• _Required work_:
A. Please translate this sentence from the troubleshooting techniques text into Spanish: "The more specific your questions become, the smaller is your search space."
B. Write out the troubleshooting techniques text word for word, everything from "2.2 Bisection" down to "an event increases.".

• _Source extract_:
──────────

2 Advanced techniques

2.1 Differential troubleshooting

I find this technique absolutely essential for dealing with fires in the companies' attics. It is simple, but exceedingly efficient. In short, it's a way of reasoning based around questions:

Anomaly was reported at 10am, what log messages appeared (or disappeared) around this time?
It worked before release R, and it doesn't work now. What is the delta of the release R?
It works with data A, but not data B. What is the delta between requests A and B?
…

In other words, you need to find how the anomaly changes the behavior of the system. The more specific your questions become, the smaller is your search space. Your goal is to narrow down the difference between working and broken state of the system to the smallest possible set.

Importance of this method is based on the assumption that any production system is mostly correct in a sense that it exhibits somewhat sane behavior in 90% of cases. If it was more broken than that, nobody would expect it to work in the first place. Therefore, trying to find an error simply by following the common code path is fruitless, because this code path is most likely correct.

2.2 Bisection

Typically requests have to travel through lots of individual services, message brokers, functions and layers of abstraction. As usual, bisection is the quickest method of pinpointing the place in the code that corrupts the data. Instead of following the request from the gateway proxy to the database, try to find what's going on approximately in the middle between them. Is data already corrupted there?

2.3 Surprisal maximization

Wikipedia gives the following definition of surprisal:

The information content (also called the surprisal) of an event E is a function which decreases as the probability p(E) of an event increases.

When analyzing a broken request, or broken data, or broken code, try finding the most distinct ("surprisal") part of it. Suppose you're looking at some problematic data similar to this:

id	345637
code	3
errandno	6422

Grepping project sources for the field name "code" will likely yield thousands of results. Searching for "id" will probably yield even more. On the other hand, "errandno" field (whatever it means doesn't matter) is pretty uncommon. It's not even an English word, which makes it even better for our purposes. Search for "errandno" in the company's source code index and you will likely find just 3 or 4 entries. One of them will point at the origin of the wrong data. Now what about integer values? Searching for 3 in the logs will give you millions of irrelevant results. So start from looking for value 345637.

──────────

• _Information shown_:
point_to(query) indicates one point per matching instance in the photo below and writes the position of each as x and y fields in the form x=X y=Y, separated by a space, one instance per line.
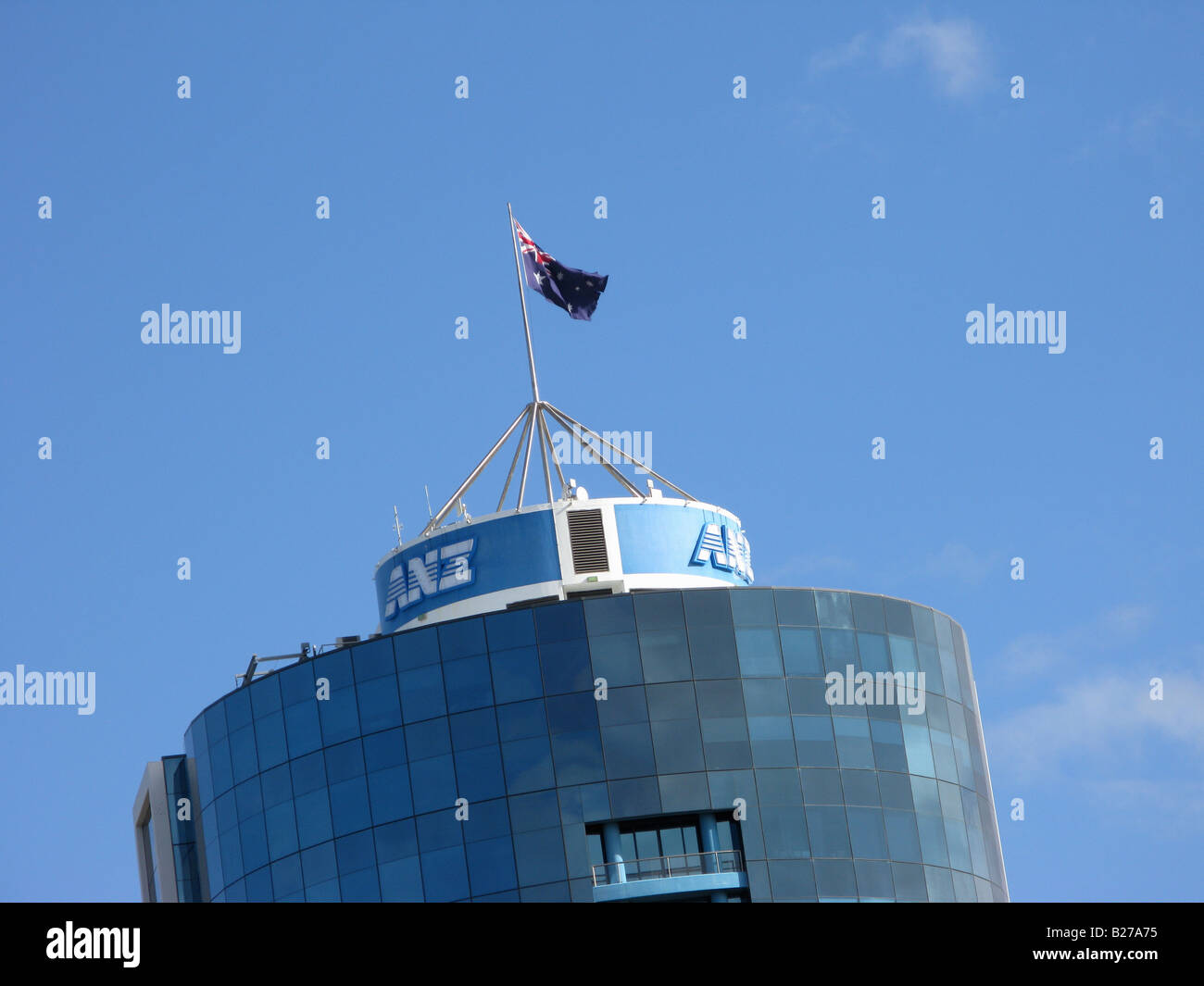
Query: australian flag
x=573 y=291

──────────

• _Responses for each task_:
A. Cuanto más específicas se vuelven tus preguntas, más pequeño es tu espacio de búsqueda.

B.
2.2 Bisection

Typically requests have to travel through lots of individual services, message brokers, functions and layers of abstraction. As usual, bisection is the quickest method of pinpointing the place in the code that corrupts the data. Instead of following the request from the gateway proxy to the database, try to find what's going on approximately in the middle between them. Is data already corrupted there?

2.3 Surprisal maximization

Wikipedia gives the following definition of surprisal:

The information content (also called the surprisal) of an event E is a function which decreases as the probability p(E) of an event increases.